SET EXERCISE 1: According to the Art Matters profile, for how many years did Crosby teach photography and art at the State University of New York, Plattsburgh?

SELECTED EXTRACT:

━━━━━━━━━━━━━━━━━━━━━━━━━━━━━━

Art Matters Featuring William Crosby

by Susan Sherrill Axelrod

 

 

View William Crosby's latest work

 

8/20/2022

 

“Balance” is word that comes up frequently when Bill Crosby talks about his art. He doesn’t mean the kind of balance that comes from having everything in sync, or on one level. Instead, it is the yin and yang of his two preferred media—painting and photography. Landscape is the subject of both. Crosby’s photographs capture a realistic view of mountains, shoreline, water, and sky, while his canvases create the impression of a landscape, and allow viewers to form their own interpretations of the scene. 

 

“My painting is very much in the tradition of the abstract expressionists,” Crosby says. “I have big areas of white or light colors, and then the middle ground has a network of changing shapes that can suggest masses of land, water, trees, and growth of different kinds.”

 

Crosby began painting in college and his first artistic foray was into realism. When he and his wife moved to the Adirondacks—where he taught photography and art at the State University of New York, Plattsburgh for 35 years—“it was the first time I had been out in the landscape for any extended period of time,” he says. “Being in that environment: Lake Champlain, the mountains of Vermont and the Adirondacks of New York was fertile ground for both my photographic work and painting.”

━━━━━━━━━━━━━━━━━━━━━━━━━━━━━━

SET EXERCISE 2: Can you render the entries, from their start through the line containing "[[107, 80], [83, 81]]", as a Markdown table with columns Row and Line, omitting blank lines and leaving out the pictures?

DATA SECTION:
━━━━━━━━━━━━━━━━━━━━━━━━━━━━━━

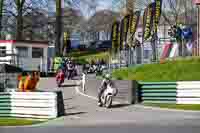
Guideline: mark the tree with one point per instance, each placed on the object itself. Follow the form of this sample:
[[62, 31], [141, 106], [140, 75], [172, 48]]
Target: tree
[[1, 14]]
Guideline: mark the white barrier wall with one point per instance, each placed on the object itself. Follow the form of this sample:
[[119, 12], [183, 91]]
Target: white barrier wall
[[170, 92], [42, 105]]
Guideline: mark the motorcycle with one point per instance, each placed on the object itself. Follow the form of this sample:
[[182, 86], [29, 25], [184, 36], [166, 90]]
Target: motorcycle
[[72, 73], [107, 96], [99, 70], [60, 78]]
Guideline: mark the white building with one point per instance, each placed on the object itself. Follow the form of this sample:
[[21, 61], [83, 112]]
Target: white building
[[29, 55]]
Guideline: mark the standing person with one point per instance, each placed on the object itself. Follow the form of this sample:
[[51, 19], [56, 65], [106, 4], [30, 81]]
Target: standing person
[[107, 80], [83, 81]]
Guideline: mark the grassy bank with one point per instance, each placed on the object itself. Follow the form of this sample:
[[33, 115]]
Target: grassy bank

━━━━━━━━━━━━━━━━━━━━━━━━━━━━━━

WRITTEN RESPONSE 1: 35 years

WRITTEN RESPONSE 2:
| Row | Line |
|---|---|
| 1 | Guideline: mark the tree with one point per instance, each placed on the object itself. Follow the form of this sample: |
| 2 | [[62, 31], [141, 106], [140, 75], [172, 48]] |
| 3 | Target: tree |
| 4 | [[1, 14]] |
| 5 | Guideline: mark the white barrier wall with one point per instance, each placed on the object itself. Follow the form of this sample: |
| 6 | [[119, 12], [183, 91]] |
| 7 | Target: white barrier wall |
| 8 | [[170, 92], [42, 105]] |
| 9 | Guideline: mark the motorcycle with one point per instance, each placed on the object itself. Follow the form of this sample: |
| 10 | [[182, 86], [29, 25], [184, 36], [166, 90]] |
| 11 | Target: motorcycle |
| 12 | [[72, 73], [107, 96], [99, 70], [60, 78]] |
| 13 | Guideline: mark the white building with one point per instance, each placed on the object itself. Follow the form of this sample: |
| 14 | [[21, 61], [83, 112]] |
| 15 | Target: white building |
| 16 | [[29, 55]] |
| 17 | Guideline: mark the standing person with one point per instance, each placed on the object itself. Follow the form of this sample: |
| 18 | [[51, 19], [56, 65], [106, 4], [30, 81]] |
| 19 | Target: standing person |
| 20 | [[107, 80], [83, 81]] |